Ilan Ber finds that one of the biggest problems is the social challenge it creates and the backlash she receives from parents when they find out she is raising her child vegan.
“You’re told that you are imposing your ideology on them without letting them choose, which is funny because everyone imposes their ideology on their children, whether its religion, or diet,” she argues.
“For me, parents that teach their kids to be kind to others and serve them animals for dinner are not only imposing an ideology, but they are forcing their children to participate in a form of passive violence.”
Ilan Ber also faces obstacles when she takes her child to the doctor for check-ups. There is not enough research, she says, for professionals to support the diet.
Homemade Israeli vegan food (Alona Lahav).
Homemade Israeli vegan food (Alona Lahav).
“Because there are no long-term studies on raising vegan children, health professionals generally give their private opinions on the matter that are rarely grounded in facts,” she says. “I accept that raising a vegan child (as well as being a vegan adult) is not completely based on peer-reviewed science, however I don’t see doctors reprimanding parents that give their kids cereal for breakfast or any other form of the accepted conventional nutrition which puts them on the fast track to childhood obesity and diabetes.”
But in the last five years with the increased popularity of veganism in Israel, more medical professionals are recognizing the health benefits of a plant-based diet. It has gained popularity in Israel for several reasons.
“In a small country like Israel news spreads fast. Israelis use a lot of social media, maybe the most in the world, so it’s easy for us to spread the message,” says Omri Paz, the founder of Vegan Friendly, an activist organization working to make vegan food and education more accessible.
“And people here are comfortable to go up to strangers and tell them their opinions,” he jokes.
Ilan Ber also credits the Mediterranean diet for making the vegan diet so popular and accessible.
“Becoming vegan is not that extreme as in other countries where you have bacon and eggs for breakfast, here we have salad,” she says. “Our national foods are all vegan: hummus, tahina, falafel, it isn’t a far reach for Israelis to go vegan.”

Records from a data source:
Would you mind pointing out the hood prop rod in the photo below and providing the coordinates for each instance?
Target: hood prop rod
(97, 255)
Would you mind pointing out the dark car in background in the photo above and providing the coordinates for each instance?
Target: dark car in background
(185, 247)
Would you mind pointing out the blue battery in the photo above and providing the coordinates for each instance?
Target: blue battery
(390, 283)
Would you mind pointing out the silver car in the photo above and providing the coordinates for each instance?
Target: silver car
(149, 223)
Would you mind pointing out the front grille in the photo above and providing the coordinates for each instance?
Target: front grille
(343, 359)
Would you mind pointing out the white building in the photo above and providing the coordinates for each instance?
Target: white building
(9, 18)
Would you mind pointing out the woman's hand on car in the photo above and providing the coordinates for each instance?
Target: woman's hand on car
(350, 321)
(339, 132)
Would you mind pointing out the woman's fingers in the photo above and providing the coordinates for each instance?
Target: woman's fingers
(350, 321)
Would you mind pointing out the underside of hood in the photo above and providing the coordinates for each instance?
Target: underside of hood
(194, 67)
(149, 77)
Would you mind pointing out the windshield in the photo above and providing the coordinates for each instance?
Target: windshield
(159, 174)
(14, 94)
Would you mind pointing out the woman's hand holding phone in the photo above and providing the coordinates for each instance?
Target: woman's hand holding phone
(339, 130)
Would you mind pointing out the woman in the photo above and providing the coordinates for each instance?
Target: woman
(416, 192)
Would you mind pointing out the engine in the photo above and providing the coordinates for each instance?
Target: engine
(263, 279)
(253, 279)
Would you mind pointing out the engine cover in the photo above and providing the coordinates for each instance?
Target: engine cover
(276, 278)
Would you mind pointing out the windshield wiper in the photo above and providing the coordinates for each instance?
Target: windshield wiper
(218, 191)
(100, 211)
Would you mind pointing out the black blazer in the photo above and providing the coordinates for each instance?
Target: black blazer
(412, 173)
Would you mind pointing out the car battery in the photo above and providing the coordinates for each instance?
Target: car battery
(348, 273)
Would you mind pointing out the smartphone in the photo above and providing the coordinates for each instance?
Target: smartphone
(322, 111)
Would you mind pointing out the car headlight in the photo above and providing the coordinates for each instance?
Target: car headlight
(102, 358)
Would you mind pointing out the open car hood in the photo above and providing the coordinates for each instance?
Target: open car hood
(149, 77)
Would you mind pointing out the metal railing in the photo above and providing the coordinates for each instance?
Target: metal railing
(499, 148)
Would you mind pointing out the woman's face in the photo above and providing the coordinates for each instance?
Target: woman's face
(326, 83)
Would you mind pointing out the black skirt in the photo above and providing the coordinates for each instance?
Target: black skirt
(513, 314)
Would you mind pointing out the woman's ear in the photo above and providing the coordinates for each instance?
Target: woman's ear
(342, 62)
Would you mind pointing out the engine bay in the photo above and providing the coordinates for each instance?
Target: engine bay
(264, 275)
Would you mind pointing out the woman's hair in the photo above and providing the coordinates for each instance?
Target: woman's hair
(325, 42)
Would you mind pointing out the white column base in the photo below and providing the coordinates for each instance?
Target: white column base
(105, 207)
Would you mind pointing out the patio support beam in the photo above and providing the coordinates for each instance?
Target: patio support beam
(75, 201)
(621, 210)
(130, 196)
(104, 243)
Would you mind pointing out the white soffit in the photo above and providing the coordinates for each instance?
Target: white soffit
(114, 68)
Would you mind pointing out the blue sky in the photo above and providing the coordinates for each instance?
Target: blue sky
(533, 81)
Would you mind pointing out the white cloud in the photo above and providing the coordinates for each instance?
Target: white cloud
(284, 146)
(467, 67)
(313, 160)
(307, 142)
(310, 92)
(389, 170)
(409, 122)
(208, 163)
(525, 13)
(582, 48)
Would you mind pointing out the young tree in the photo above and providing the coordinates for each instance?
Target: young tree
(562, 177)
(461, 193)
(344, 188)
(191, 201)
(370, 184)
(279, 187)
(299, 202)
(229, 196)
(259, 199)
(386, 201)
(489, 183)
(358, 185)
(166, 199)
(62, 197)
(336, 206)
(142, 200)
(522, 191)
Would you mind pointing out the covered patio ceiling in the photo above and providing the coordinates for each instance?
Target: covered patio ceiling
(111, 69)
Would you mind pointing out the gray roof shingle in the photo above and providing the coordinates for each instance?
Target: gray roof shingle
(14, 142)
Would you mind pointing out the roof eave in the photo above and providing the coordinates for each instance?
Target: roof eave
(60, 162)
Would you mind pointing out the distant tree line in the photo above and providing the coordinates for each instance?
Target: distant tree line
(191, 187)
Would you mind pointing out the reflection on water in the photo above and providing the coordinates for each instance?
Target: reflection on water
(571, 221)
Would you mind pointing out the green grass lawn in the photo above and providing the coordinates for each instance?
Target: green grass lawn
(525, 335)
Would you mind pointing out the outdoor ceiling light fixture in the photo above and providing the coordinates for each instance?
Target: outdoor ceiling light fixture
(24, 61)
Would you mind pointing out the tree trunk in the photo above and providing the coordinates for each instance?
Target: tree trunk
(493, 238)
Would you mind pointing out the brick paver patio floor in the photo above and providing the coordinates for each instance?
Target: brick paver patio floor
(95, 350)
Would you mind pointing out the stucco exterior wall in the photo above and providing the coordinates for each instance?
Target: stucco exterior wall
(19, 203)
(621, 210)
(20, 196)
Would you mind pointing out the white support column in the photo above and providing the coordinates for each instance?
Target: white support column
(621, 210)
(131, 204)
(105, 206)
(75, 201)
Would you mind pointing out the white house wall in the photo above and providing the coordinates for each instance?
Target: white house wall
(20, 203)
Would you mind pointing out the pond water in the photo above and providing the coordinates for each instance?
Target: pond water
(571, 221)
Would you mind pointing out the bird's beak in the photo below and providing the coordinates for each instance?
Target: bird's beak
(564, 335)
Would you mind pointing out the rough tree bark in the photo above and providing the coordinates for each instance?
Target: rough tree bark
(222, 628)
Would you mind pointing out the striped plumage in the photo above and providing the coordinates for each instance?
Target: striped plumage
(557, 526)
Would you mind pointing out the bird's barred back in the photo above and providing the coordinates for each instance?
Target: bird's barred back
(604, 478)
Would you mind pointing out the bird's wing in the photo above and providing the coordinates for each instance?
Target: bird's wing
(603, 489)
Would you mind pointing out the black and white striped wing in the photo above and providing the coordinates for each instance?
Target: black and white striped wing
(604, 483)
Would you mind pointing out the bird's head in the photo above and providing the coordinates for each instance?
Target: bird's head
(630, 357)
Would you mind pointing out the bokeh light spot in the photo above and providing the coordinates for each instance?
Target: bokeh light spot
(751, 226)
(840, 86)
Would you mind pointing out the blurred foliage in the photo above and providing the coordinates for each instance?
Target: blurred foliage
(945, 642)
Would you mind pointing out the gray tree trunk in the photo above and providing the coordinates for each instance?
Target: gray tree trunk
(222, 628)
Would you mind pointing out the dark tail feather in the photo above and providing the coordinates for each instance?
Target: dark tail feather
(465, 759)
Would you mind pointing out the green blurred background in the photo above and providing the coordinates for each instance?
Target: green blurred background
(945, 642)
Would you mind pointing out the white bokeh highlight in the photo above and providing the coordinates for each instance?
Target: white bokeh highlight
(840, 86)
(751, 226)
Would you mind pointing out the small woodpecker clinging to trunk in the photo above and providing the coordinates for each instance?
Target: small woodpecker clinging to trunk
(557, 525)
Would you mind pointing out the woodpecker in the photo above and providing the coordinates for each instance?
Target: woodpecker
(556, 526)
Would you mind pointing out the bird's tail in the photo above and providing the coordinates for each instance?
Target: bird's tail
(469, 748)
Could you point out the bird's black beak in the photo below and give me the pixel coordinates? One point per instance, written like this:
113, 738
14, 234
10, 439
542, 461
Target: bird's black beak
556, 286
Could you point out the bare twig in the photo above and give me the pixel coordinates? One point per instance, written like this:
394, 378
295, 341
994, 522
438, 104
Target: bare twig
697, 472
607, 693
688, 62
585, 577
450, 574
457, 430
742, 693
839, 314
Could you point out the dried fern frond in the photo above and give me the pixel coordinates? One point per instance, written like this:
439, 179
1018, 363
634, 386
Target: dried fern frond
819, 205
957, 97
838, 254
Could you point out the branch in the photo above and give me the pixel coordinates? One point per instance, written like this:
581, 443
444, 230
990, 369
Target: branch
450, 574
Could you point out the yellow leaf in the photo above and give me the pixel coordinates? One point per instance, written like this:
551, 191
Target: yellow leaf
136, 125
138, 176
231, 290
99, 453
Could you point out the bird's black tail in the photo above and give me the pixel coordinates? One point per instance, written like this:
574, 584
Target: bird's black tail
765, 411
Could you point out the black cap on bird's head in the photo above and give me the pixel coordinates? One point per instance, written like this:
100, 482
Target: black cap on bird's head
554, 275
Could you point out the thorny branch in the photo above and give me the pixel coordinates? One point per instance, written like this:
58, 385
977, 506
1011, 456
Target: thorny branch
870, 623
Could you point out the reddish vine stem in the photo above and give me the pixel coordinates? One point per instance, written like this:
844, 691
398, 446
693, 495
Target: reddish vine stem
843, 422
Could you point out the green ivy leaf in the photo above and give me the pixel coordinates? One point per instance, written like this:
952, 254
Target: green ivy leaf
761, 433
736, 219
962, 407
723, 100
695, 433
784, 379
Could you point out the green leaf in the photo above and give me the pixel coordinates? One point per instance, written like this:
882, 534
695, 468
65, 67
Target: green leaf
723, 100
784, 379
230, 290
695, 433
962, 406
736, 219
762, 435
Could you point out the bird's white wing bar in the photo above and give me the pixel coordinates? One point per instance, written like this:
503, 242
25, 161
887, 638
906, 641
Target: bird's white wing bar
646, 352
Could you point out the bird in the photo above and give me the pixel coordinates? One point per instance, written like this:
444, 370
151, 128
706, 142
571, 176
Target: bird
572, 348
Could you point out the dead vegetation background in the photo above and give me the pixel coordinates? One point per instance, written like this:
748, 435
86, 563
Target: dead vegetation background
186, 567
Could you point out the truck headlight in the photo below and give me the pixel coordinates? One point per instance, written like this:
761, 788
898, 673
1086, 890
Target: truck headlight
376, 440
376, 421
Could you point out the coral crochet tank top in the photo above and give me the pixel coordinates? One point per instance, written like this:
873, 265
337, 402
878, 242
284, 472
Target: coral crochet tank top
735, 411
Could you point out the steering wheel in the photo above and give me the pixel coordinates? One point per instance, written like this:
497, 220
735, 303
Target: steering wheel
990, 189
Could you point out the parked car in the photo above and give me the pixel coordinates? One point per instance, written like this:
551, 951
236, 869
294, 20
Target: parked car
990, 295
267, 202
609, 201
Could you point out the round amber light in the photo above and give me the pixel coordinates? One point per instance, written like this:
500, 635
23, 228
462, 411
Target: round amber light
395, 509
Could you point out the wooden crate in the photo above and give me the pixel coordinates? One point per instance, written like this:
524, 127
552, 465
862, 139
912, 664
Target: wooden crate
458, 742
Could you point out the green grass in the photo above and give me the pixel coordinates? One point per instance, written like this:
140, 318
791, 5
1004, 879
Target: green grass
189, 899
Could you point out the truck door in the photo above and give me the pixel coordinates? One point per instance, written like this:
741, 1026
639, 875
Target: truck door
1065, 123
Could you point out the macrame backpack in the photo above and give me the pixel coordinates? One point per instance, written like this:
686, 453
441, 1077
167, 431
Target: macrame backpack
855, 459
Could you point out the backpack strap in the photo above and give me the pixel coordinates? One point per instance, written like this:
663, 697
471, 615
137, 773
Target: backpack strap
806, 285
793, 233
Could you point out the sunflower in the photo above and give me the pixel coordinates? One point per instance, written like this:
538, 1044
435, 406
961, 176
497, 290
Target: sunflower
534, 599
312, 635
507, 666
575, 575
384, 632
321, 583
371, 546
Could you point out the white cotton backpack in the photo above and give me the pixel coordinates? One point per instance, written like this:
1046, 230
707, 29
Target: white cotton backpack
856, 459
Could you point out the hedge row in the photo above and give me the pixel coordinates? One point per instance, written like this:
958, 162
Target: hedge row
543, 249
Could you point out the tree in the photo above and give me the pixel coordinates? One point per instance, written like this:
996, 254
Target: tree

> Tasks and exercises
a) Write out the part of the article on veganism in Israel starting with "Ilan Ber finds" and going on through "her child vegan.".
b) In the article on veganism in Israel, what activist organization did Omri Paz found?

> Task solutions
a)
Ilan Ber finds that one of the biggest problems is the social challenge it creates and the backlash she receives from parents when they find out she is raising her child vegan.

b) Vegan Friendly